Tasks:
A - In the malpractice settlement summary, rewrite the paragraph beginning "The woman had been admitted" as a short bulleted list that keeps its main facts.
B - According to the malpractice settlement summary, how long after the nurses failed to give the ordered medication did the woman have her seizure?
C - In the malpractice settlement summary, write out the passage from "Blume Donnelly partner" up to and including "mother and child.".

**** Document section

$4,750,000 Confidential Settlement for Labor & Delivery Negligence

Blume Donnelly partner Ronald Goldfaden recently settled a medical malpractice case for a 41-year-old woman who was left partially blind as a result of nursing malpractice. The nurses failed to provide our client with medication that was ordered to prevent seizures.

The woman had been admitted to the defendant hospital to give birth to twins by C-section delivery. Prior to her C-section however, the doctors diagnosed her with Pre-Eclampsia, a condition in pregnant women which includes high blood pressure and protein in the urine. The standard of care requires that pre-eclamptic women be given a medication named Magnesium Sulfate, which helps prevent seizures. Pre-eclampsia can sometimes progress to Eclampsia, a complication of which is seizures. Eclampsia can be very serious and even fatal for both mother and child.

Although our client’s obstetrician appropriately ordered Magnesium Sulfate, the nurses failed to administer the medication to the plaintiff. Approximately 12 hours later, the woman (whose identity can not be revealed due to a confidentiality agreement with the defendants) suffered an unwitnessed seizure which caused her to have partial loss of vision in both eyes.,The defendant hospital and nurses conceded that they failed to administer the prescribed medication, but denied that the plaintiff suffered any seizure. Therefore, they contended that their negligence was not the cause of plaintiff’s injuries. Instead, they claimed that the woman’s injuries were the result of respiratory depression (a problem with her breathing), caused by the plaintiff’s reaction to general anesthesia, 2 injections of narcotics (for pain), and Ambien, a sedative, that she was given shortly before she was found unresponsive. The defendants also blamed 2 serious medical conditions (Posterior Reversible Encephalopathy Syndrome a/k/a PRES and HELLP Syndrome) as having caused the plaintiff’s injuries. Finally, the defendants contended that even if the plaintiff suffered a seizure, there was only a 50% chance that the medication would have prevented the seizure from occurring.

********
**** Data listing

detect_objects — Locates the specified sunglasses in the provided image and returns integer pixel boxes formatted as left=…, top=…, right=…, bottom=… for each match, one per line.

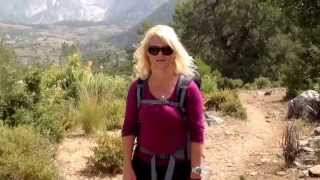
left=148, top=46, right=173, bottom=56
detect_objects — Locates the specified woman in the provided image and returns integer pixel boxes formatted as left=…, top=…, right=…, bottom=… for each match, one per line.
left=122, top=25, right=204, bottom=180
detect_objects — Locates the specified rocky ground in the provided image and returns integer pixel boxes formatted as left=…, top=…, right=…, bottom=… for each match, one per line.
left=56, top=89, right=320, bottom=180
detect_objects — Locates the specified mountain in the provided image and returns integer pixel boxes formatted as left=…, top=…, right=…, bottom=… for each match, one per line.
left=0, top=0, right=170, bottom=25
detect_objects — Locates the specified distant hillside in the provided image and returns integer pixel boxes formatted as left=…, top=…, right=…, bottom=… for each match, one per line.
left=0, top=0, right=169, bottom=25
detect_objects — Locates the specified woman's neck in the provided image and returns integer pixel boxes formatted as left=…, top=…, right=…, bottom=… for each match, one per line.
left=149, top=71, right=177, bottom=84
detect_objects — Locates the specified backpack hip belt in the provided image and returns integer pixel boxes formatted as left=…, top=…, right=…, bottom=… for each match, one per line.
left=138, top=146, right=186, bottom=180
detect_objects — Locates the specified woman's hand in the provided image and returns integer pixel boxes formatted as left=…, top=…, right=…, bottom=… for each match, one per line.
left=190, top=173, right=201, bottom=180
left=122, top=163, right=137, bottom=180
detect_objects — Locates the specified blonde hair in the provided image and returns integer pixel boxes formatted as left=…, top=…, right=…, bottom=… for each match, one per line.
left=134, top=25, right=196, bottom=79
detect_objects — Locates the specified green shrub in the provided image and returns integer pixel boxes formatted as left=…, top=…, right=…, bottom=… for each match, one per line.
left=0, top=126, right=58, bottom=180
left=254, top=77, right=272, bottom=89
left=76, top=90, right=106, bottom=134
left=105, top=99, right=125, bottom=130
left=217, top=77, right=243, bottom=89
left=205, top=90, right=247, bottom=119
left=88, top=134, right=123, bottom=174
left=201, top=75, right=218, bottom=94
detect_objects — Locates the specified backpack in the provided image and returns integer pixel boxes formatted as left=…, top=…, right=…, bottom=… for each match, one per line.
left=137, top=73, right=201, bottom=180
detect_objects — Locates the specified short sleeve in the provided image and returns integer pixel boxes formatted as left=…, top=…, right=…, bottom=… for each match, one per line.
left=186, top=82, right=205, bottom=143
left=121, top=81, right=138, bottom=136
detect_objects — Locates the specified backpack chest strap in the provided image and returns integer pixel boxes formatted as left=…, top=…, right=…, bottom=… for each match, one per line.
left=138, top=146, right=185, bottom=180
left=140, top=99, right=180, bottom=107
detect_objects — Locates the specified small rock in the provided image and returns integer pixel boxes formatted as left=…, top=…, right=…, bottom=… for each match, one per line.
left=313, top=126, right=320, bottom=136
left=276, top=171, right=288, bottom=176
left=264, top=90, right=272, bottom=96
left=257, top=91, right=264, bottom=96
left=249, top=171, right=258, bottom=176
left=301, top=146, right=314, bottom=152
left=299, top=140, right=309, bottom=146
left=261, top=158, right=270, bottom=163
left=309, top=165, right=320, bottom=177
left=298, top=170, right=309, bottom=178
left=205, top=113, right=224, bottom=126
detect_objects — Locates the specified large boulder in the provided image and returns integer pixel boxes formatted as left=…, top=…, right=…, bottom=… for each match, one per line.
left=288, top=90, right=320, bottom=120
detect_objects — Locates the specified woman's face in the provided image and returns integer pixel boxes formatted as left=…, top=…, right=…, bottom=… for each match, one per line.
left=147, top=36, right=174, bottom=71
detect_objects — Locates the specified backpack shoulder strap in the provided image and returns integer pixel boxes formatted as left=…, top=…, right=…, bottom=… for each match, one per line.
left=177, top=75, right=192, bottom=120
left=137, top=79, right=145, bottom=109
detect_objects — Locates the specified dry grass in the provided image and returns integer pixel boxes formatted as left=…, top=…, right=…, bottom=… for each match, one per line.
left=281, top=121, right=299, bottom=167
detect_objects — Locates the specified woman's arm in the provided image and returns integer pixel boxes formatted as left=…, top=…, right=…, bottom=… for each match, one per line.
left=187, top=82, right=204, bottom=179
left=122, top=135, right=135, bottom=166
left=122, top=82, right=138, bottom=180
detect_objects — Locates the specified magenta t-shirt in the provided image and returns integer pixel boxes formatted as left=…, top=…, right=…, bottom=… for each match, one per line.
left=122, top=81, right=204, bottom=153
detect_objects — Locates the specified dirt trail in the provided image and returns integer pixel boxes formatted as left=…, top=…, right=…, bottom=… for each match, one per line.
left=56, top=89, right=295, bottom=180
left=205, top=89, right=293, bottom=180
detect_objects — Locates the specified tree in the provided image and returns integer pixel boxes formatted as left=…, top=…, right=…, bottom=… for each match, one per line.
left=174, top=0, right=284, bottom=82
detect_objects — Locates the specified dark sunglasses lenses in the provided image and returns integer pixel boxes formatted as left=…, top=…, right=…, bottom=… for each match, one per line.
left=148, top=46, right=173, bottom=56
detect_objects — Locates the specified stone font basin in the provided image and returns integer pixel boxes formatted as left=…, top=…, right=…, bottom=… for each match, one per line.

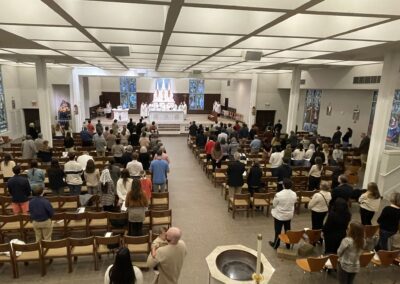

********

Numbered answers:
A -
- The woman was admitted to the defendant hospital to deliver twins by C-section.
- Before the C-section, doctors diagnosed her with Pre-Eclampsia, a pregnancy condition that includes high blood pressure and protein in the urine.
- The standard of care requires giving pre-eclamptic women Magnesium Sulfate, which helps prevent seizures.
- Pre-eclampsia can progress to Eclampsia, and seizures are one of its complications.
- Eclampsia can be very serious and even fatal for mother and child.

B - Approximately 12 hours later.

C -
Blume Donnelly partner Ronald Goldfaden recently settled a medical malpractice case for a 41-year-old woman who was left partially blind as a result of nursing malpractice. The nurses failed to provide our client with medication that was ordered to prevent seizures.

The woman had been admitted to the defendant hospital to give birth to twins by C-section delivery. Prior to her C-section however, the doctors diagnosed her with Pre-Eclampsia, a condition in pregnant women which includes high blood pressure and protein in the urine. The standard of care requires that pre-eclamptic women be given a medication named Magnesium Sulfate, which helps prevent seizures. Pre-eclampsia can sometimes progress to Eclampsia, a complication of which is seizures. Eclampsia can be very serious and even fatal for both mother and child.